● Tasks to carry out:
1: In the excerpt on debt and interest rates, please rewrite the paragraph beginning "It used to be that recessions" as a short bulleted list that keeps its main facts.
2: Write the next paragraph of the excerpt on debt and interest rates, picking up after its final sentence.

The world and US economy are addicted to debt and low interest rates. From the Zman at theburningplatform.com:

The Federal Reserve is making noises about cutting interest rates for the first time in several years. The reason is the trade dispute with China and now Mexico is potentially having an impact on the global economy. Even though it is only a signal of an intention, markets rallied on the news. Global investors and their robot traders love cheap credit from the Federal Reserve, so anytime there is the promise of more cheap credit, there is a rush into equities. It is a reminder of what actually drives stock indices.

It used to be that recessions were seen as a correctives for the system, as they eliminated unproductive and parasitic elements from the economy. In good times, all sorts of inefficiencies are tolerated, as everyone is making money. When times get tight, everyone gets serious again. Inefficient businesses and industries fail, thus putting those resources into more productive areas. The recession was the economy’s way of policing itself, so it was considered a necessary, if unpleasant, feature.

● Given entries:
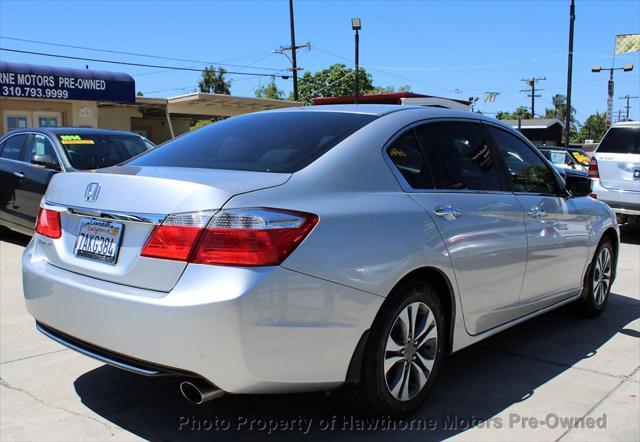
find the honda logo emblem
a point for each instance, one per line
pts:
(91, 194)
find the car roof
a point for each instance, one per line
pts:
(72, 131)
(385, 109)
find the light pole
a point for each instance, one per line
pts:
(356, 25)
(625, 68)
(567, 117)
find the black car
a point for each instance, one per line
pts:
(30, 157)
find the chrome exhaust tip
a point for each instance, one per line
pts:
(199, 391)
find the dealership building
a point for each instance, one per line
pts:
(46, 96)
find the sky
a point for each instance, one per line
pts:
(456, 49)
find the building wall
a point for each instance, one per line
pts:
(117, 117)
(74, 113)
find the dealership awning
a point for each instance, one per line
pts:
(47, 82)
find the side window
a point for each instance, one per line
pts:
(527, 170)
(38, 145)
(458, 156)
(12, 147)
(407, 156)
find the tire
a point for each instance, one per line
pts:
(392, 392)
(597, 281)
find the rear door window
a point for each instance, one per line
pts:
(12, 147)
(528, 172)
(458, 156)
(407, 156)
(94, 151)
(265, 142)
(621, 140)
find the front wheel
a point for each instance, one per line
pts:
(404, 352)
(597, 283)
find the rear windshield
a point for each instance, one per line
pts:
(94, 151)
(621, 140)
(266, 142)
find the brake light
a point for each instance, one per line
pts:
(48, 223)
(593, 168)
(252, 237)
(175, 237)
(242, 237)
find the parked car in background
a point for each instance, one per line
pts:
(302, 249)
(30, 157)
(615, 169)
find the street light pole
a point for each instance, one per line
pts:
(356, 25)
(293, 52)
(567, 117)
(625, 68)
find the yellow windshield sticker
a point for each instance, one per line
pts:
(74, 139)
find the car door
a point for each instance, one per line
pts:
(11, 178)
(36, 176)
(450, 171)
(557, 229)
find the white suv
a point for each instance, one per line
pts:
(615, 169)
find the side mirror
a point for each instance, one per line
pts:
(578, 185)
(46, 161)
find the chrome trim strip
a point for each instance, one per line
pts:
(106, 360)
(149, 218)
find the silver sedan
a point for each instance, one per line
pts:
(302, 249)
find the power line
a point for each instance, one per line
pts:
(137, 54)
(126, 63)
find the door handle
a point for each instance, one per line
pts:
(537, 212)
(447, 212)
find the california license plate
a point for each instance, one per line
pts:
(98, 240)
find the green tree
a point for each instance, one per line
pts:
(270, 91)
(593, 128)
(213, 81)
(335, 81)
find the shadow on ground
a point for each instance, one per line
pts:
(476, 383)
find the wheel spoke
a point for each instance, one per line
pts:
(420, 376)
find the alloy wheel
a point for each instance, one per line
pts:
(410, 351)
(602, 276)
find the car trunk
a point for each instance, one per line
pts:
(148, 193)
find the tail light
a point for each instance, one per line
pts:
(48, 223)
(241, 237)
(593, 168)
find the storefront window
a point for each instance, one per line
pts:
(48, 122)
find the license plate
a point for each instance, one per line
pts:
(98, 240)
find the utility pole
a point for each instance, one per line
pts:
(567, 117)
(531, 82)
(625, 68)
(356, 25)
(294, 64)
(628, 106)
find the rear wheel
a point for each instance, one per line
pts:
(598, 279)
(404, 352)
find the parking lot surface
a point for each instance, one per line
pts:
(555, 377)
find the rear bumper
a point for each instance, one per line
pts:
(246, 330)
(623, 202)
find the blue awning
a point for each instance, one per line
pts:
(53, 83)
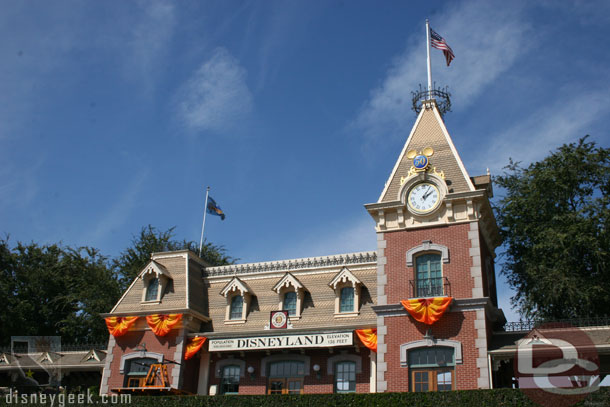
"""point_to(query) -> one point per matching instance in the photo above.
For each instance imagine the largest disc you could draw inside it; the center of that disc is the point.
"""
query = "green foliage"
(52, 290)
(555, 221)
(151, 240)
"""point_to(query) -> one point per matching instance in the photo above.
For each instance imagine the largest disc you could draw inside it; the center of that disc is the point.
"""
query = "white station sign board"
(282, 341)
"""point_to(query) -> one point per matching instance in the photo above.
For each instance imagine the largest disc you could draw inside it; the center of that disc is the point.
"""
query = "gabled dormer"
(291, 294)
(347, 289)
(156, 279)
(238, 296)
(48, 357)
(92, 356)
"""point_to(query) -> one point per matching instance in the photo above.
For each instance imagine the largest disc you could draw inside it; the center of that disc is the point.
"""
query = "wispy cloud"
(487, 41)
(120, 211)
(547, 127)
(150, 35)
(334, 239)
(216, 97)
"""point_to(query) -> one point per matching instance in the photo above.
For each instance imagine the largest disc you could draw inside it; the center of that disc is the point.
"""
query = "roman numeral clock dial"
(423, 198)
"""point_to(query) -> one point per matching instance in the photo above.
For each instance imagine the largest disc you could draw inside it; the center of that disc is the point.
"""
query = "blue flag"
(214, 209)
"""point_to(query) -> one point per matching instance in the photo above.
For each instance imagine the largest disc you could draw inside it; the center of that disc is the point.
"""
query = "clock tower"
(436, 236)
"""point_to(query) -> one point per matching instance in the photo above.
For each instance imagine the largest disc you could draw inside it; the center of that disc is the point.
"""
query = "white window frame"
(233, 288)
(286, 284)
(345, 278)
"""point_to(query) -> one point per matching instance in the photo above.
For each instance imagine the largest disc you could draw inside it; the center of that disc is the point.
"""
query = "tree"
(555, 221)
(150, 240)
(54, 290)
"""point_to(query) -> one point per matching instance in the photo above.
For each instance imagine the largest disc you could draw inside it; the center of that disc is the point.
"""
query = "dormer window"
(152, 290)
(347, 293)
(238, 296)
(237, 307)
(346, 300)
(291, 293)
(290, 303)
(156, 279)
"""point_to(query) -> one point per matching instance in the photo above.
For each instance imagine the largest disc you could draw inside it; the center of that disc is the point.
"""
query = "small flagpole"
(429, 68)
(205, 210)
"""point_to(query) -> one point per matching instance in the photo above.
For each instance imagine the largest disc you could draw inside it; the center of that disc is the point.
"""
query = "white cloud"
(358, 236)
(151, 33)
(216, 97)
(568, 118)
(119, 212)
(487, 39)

● Answers by item number:
1:
- Recessions were once seen as correctives that removed unproductive and parasitic elements from the economy.
- In good times, inefficiencies are tolerated because everyone is making money.
- When times get tight, inefficient businesses and industries fail, and their resources move to more productive areas.
- The recession was considered the economy's way of policing itself, unpleasant but necessary.

2:
No one thinks like that today. Any sign of a downturn produces panic, especially among office holders. Part of it is no one has any respect for office holders, so voters will look for any reason to throw the bums out. For people who live off the public, losing an election is worse than death. Another part of it seems to be the sense among the ruling classes that they have only a tenuous grip on power. This is a bread and circus world now and they better make sure both are in ample supply.